### Page extract ###
Rajasthan farmers reaping harvest of value addition

Rajasthan farmers reaping harvest of value addition

Value addition in agriculture sector continues to be a slow process in the country. During the peak harvesting season, farmers are forced to sell their produce at throwaway prices with no adequate storage or processing facilities.

However, farmers in Bharatpur district Rajasthan have taken baby steps to process their produce and sell them with a little help from an NGO. This has transformed their lives like never before and could be a model for farmers in other parts of the country.
The initiative taken in the field of food processing in Rajasthan, Madhya Pradesh and Maharashtra is providing value addition to agricultural produce and giving profits to farmers despite their lack of requisite knowledge for scientific methods and improved techniques. 

The shift to cash crops and useful practices of cultivation of vegetables, fruits and other crops which fetch better prices has been spurred by factors such as increasing input costs in traditional farming, climate change and availability of farm produce at low prices in the open market system.
### Material supplied ###
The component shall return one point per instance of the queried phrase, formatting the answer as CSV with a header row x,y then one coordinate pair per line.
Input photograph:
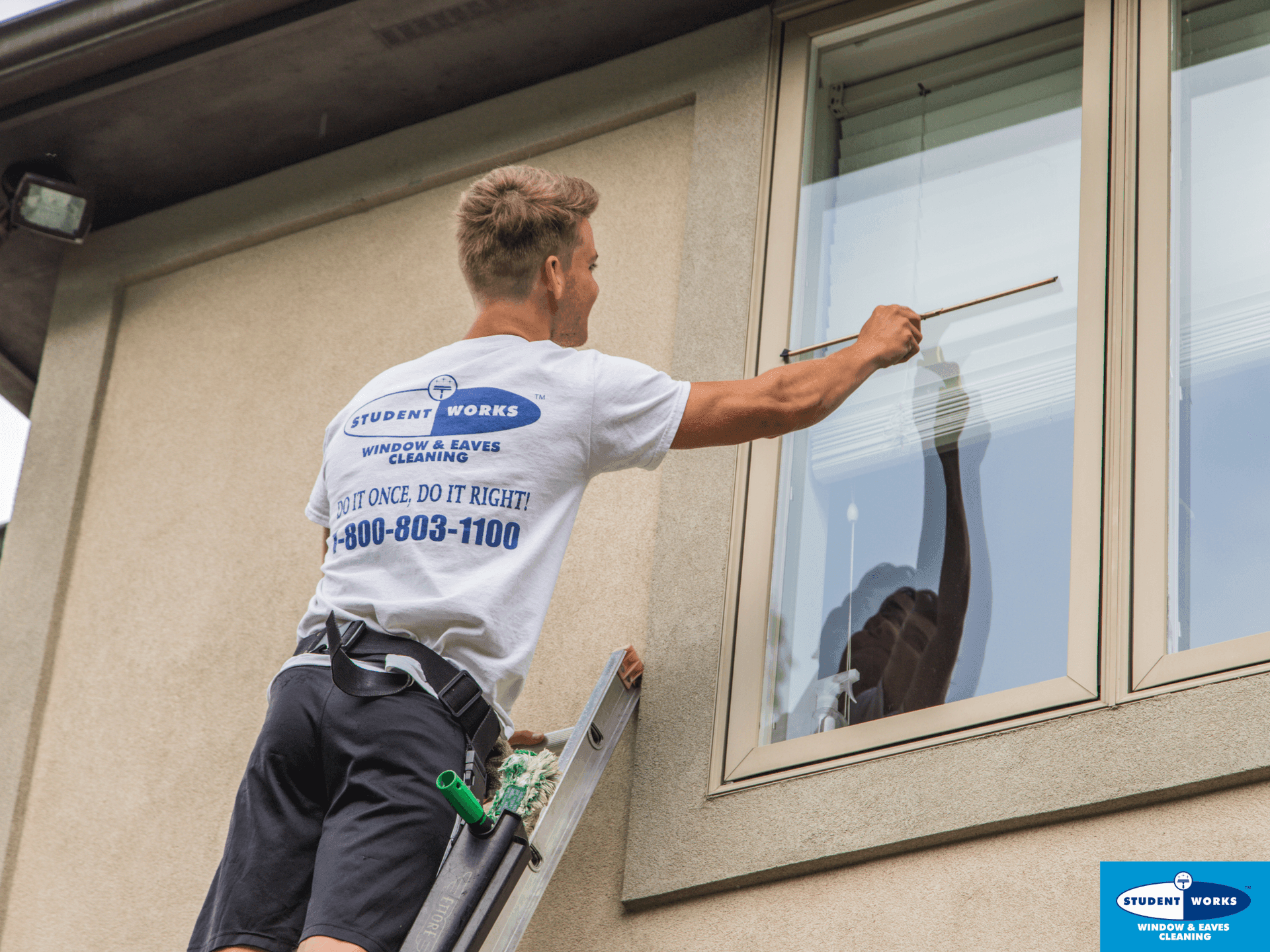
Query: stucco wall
x,y
194,560
1014,892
###
Resume the article on Rajasthan farmers and value addition after its final sentence, keeping its subject and tone.

• Output below
While understanding the requirement of farmers, the Lupin Human Welfare and Research Foundation working in Bharatpur district for three decades has taken up food processing in three states, which has started yielding positive results. 

The initiative has led to production and marketing of several products in small towns, where such ventures were unhea­rd of in the past. While pickle, murabba, jam and jelly are being produced in Bharatpur district, Sindhudurg district in Maharashtra is getting a new identity for manufacturing of several new food products. Foundation’s Executive Director Sita Ram Gupta pointed out that farmers had started getting three times higher prices for their produce than what they were getting earlier. The food processing activities have also created new employment opportunities for thousands of people other than farmers.

As many as 25 units are functioning in Bhusawar town in Bharatpur district for preparing pickle of mango, lisoda, green chilly, bitter melon and cauliflower. The foundation has provided financial assistance and technical guidance to these units, which make use of the agricultural produces grown locally around Bhusawar. Besides 36 types of pickles, the small units produce chutney and murabba of karonda and aonla (Indian gooseberry) and supply about 800 quintals of these products to big cities in Rajasthan as well the metros in the country.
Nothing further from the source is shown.